Studio album by Big Mike
- Released: June 28, 1994
- Recorded: 1993–1994
- Studios: Digital Services (Houston, TX); Jungle Style (Houston, TX);
- Genres: Southern hip hop; gangsta rap;
- Length: 54:35
- Labels: Rap-A-Lot; Priority;
- Producers: N.O. Joe; Big Mike; Troy "Pee Wee" Clark; Pimp C; Mike Dean; Mike B.; John Bido; Crazy C;

Big Mike chronology
| Till Death Do Us Part (1993) | Somethin' Serious (1994) | Still Serious (1997) |

= Somethin' Serious =

Somethin' Serious is the debut solo studio album by American rapper Big Mike of the Geto Boys. It was released on June 28, 1994, by Rap-A-Lot Records and Priority Records. It was produced by N.O. Joe, Troy Clark, Pimp C, John Bido, Mike Dean, Crazy C, and Mike B. It features guest appearances from UGK, Scarface, and Mr. 3-2. The album peaked at number 40 on the Billboard 200 chart and at number 4 on the Top R&B/Hip-Hop Albums chart. It launched the charting single "World of Mind", which peaked at number 45 on the Hot Rap Songs chart. Somethin' Serious was certified Gold four months after release, the LP remains Big Mike's only RIAA certification.

==Critical reception==

The Orlando Sentinel opined that Big Mike's "solo spinoff is good in doses, but he doesn't seem to have enough ideas to spread over the course of an entire album."

## Exercises
**1)** Put this sentence from the album entry into Spanish: "It features guest appearances from UGK, Scarface, and Mr. 3-2."
**2)** Rewrite the album entry starting at the words "Somethin' Serious is" and ending after "only RIAA certification.", with "Gold" changed to "Platinum".
**3)** Summarize the album entry in two sentences.
The records that follow the album entry were taken from a separate source.

Point-based annotation records

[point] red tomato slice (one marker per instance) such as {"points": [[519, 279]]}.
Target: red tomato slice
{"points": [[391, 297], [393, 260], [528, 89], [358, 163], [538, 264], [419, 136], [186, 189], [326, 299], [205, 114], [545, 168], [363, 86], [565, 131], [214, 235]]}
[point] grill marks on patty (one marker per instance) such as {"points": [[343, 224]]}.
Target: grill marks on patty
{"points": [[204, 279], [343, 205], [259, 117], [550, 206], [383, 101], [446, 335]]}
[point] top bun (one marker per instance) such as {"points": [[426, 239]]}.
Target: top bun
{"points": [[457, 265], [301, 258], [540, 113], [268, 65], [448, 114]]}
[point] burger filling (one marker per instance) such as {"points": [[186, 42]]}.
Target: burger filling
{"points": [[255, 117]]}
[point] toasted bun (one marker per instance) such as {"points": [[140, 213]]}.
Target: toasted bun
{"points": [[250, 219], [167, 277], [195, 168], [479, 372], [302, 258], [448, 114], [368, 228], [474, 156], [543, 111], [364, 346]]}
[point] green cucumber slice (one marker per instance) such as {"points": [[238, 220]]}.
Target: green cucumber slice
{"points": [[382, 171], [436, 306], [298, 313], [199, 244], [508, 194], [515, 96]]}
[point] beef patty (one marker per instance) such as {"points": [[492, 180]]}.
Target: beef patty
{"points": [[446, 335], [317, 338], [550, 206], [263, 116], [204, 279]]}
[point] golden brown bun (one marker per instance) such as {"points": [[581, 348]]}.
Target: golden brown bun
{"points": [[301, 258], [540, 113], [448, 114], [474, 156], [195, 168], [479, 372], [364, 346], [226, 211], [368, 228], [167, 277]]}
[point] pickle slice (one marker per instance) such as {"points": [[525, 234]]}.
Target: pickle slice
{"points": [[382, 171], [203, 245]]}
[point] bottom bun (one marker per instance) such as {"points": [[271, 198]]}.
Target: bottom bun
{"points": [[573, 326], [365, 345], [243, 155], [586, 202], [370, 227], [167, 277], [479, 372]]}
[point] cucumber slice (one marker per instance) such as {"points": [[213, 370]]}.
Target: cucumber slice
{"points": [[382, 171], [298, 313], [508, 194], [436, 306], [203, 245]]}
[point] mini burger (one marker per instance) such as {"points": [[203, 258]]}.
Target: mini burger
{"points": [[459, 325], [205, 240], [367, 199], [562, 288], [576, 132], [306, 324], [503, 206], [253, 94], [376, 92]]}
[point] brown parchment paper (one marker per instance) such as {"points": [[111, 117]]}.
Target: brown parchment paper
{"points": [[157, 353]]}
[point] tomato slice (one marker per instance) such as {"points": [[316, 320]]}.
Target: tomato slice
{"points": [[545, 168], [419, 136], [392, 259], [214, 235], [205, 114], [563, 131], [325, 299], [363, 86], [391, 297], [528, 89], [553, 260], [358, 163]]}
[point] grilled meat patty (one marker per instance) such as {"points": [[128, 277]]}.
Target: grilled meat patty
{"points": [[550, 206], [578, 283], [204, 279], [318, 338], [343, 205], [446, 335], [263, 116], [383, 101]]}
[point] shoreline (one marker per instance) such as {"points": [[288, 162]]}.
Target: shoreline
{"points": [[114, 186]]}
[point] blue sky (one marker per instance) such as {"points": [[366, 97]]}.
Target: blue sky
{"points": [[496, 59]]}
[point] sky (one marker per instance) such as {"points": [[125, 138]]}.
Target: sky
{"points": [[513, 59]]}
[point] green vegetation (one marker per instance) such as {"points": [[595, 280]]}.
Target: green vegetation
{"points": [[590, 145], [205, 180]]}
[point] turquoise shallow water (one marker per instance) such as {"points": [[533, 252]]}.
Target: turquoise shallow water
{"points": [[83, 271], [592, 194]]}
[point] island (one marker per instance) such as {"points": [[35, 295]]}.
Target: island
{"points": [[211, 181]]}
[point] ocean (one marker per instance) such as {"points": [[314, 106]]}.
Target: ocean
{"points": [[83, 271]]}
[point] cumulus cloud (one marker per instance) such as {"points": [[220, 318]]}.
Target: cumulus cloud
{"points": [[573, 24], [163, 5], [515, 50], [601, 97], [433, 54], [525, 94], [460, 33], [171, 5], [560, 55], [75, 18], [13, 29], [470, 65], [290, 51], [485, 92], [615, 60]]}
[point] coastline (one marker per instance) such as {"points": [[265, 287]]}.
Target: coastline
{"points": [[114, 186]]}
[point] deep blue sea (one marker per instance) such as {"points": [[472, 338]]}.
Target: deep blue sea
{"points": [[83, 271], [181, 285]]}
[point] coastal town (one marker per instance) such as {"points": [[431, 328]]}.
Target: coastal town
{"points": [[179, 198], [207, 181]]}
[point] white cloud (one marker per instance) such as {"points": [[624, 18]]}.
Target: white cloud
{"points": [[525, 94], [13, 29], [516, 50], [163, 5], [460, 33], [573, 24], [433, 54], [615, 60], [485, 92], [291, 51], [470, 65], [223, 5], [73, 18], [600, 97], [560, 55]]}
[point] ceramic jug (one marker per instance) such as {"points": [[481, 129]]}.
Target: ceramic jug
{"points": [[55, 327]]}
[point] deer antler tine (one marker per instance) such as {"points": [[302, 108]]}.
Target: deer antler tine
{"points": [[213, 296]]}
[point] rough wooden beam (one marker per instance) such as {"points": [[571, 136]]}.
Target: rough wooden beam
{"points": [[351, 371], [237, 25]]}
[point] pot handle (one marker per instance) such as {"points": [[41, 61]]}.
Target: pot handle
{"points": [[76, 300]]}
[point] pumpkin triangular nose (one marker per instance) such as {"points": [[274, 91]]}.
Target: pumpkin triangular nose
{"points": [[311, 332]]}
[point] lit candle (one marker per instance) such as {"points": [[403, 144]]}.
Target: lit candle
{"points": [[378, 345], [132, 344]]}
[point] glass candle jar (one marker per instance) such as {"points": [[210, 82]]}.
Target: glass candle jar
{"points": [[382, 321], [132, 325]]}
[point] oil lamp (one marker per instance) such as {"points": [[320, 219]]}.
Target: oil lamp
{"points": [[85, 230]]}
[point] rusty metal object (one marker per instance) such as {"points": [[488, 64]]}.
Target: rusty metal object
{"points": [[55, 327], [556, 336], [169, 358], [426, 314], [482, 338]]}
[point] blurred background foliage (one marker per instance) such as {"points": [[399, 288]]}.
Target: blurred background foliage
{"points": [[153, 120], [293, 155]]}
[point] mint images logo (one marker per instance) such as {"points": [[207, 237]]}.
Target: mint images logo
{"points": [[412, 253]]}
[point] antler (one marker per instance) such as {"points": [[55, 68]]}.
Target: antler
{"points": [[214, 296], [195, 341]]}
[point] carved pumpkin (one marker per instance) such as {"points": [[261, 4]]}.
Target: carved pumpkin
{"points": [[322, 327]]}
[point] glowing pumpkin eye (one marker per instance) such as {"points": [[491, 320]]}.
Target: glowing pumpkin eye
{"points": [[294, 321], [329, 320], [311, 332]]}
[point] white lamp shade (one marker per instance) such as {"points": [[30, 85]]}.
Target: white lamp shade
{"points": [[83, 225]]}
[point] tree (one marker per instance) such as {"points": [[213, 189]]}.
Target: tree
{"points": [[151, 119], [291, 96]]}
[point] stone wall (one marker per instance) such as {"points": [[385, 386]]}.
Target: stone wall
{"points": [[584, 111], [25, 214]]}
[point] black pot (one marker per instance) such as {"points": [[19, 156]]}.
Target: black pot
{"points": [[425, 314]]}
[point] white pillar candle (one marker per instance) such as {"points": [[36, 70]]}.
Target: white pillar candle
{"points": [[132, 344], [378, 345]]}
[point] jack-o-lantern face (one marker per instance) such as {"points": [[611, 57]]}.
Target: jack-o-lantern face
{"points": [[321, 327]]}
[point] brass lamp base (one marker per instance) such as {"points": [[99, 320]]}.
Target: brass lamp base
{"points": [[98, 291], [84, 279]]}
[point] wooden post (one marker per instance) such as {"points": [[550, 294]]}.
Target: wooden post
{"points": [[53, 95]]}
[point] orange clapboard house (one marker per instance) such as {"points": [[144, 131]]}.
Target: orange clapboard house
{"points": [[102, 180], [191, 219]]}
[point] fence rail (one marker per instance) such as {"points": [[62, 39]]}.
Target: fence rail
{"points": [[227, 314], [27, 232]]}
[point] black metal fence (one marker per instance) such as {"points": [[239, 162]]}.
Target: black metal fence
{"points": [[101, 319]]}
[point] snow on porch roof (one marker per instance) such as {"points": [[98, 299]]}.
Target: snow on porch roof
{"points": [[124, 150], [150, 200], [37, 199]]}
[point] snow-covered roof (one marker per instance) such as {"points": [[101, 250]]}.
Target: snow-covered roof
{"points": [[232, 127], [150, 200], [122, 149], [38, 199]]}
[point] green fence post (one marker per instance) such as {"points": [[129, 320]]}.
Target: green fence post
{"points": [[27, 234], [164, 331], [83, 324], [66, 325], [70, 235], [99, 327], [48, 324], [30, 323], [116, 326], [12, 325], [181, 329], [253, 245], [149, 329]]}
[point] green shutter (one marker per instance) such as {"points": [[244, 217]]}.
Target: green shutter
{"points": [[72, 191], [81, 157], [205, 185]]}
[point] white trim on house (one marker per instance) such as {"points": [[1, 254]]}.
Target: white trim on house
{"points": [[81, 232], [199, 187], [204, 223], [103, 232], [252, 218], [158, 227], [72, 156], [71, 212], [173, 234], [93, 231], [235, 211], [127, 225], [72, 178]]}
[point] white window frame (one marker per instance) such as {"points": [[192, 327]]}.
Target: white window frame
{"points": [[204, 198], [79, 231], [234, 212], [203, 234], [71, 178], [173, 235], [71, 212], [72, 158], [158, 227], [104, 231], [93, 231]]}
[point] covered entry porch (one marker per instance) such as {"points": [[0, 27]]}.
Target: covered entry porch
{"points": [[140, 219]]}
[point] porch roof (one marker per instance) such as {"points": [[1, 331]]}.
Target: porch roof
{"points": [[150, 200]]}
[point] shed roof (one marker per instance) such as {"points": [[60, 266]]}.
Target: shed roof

## Responses for each task
**1)** Cuenta con apariciones especiales de UGK, Scarface y Mr. 3-2.

**2)**
Somethin' Serious is the debut solo studio album by American rapper Big Mike of the Geto Boys. It was released on June 28, 1994, by Rap-A-Lot Records and Priority Records. It was produced by N.O. Joe, Troy Clark, Pimp C, John Bido, Mike Dean, Crazy C, and Mike B. It features guest appearances from UGK, Scarface, and Mr. 3-2. The album peaked at number 40 on the Billboard 200 chart and at number 4 on the Top R&B/Hip-Hop Albums chart. It launched the charting single "World of Mind", which peaked at number 45 on the Hot Rap Songs chart. Somethin' Serious was certified Platinum four months after release, the LP remains Big Mike's only RIAA certification.

**3)** Somethin' Serious, the 1994 debut solo album by Geto Boys rapper Big Mike on Rap-A-Lot and Priority Records, reached number 40 on the Billboard 200 and number 4 on the Top R&B/Hip-Hop Albums chart and was certified Gold four months after release. The Orlando Sentinel found it good in doses but felt Big Mike lacked enough ideas to fill a whole album.